## Consigne 1
Dites si chacune des affirmations (a), (b) et (c) concorde avec la section de texte. Répondez par oui ou non, puis citez les mots décisifs de la section de texte.
(a) Le questionnaire envoyé en 1774 était manuscrit.
(b) Le diocèse de Rodez a lancé une enquête semblable avant celui de Bordeaux.
(c) Les réponses mentionnent une centaine de pèlerinages.
## Consigne 2
D'après la section de texte, à qui le cardinal de la Roche-Aymon adresse-t-il son questionnaire en 1774 ?

## Section de texte
::::::

Portrait de Charles-Antoine de la Roche-Aymon (1697-1777), école du peintre suédois Alexandre Roslin (Musée de San-Francisco).
En 1774, le cardinal de la Roche-Aymon, archevêque de Reims, envoie à chaque curé de son diocèse un long questionnaire imprimé portant sur la situation de sa paroisse. Cette initiative est d'ailleurs exceptionnelle au XVIIIe siècle puisque, outre Reims, deux diocèses seulement ont fait de même, Rodez en 1771 et Bordeaux en 1772. En outre, c'est l'enquête de Reims qui est la plus détaillée et la plus riche en questions. Or, parmi ces dernières, quelques unes portant sur les pèlerinages locaux permettent de nous faire une idée de la piété populaire de l'époque.
Dans les réponses, une centaine de pèlerinages, plus ou moins importants sont mentionnés, la plupart consacrés à des saints. Ce peuvent être des saints de l’Église universelle. Ainsi, dans les Ardennes, Saint Pierre est il invoqué à Chaumont-Porcien ou Saint-Hilaire à Warcq. Mais il s'agit aussi souvent de saints qui ont un rapport avec le diocèse, comme Saint Remi ou Saint Timothée à Reims. Enfin on trouve un grand nombre de saints obscurs, dont l'existence pour certains n'est pas toujours avérée.

::::::

## Enregistrements fournis
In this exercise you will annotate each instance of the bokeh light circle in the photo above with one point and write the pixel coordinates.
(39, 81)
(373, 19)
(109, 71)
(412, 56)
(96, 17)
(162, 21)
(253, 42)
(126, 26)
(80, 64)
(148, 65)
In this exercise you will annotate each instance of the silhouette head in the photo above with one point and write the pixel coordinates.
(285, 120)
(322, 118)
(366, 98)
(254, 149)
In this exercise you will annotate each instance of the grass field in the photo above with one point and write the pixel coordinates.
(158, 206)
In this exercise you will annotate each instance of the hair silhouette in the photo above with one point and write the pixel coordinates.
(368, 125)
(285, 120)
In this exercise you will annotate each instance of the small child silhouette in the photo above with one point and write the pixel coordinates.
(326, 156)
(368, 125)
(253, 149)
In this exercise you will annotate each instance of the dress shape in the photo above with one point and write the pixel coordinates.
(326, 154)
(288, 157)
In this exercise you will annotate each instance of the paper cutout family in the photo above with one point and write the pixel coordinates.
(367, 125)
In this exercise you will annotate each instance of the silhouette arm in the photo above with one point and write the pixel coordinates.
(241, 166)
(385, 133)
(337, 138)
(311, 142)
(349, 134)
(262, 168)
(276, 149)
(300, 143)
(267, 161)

::::::

## Zone de réponse 1
(a) Non : « un long questionnaire imprimé ».
(b) Oui : « Rodez en 1771 et Bordeaux en 1772 ».
(c) Oui : « une centaine de pèlerinages, plus ou moins importants sont mentionnés ».

## Zone de réponse 2
À chaque curé de son diocèse.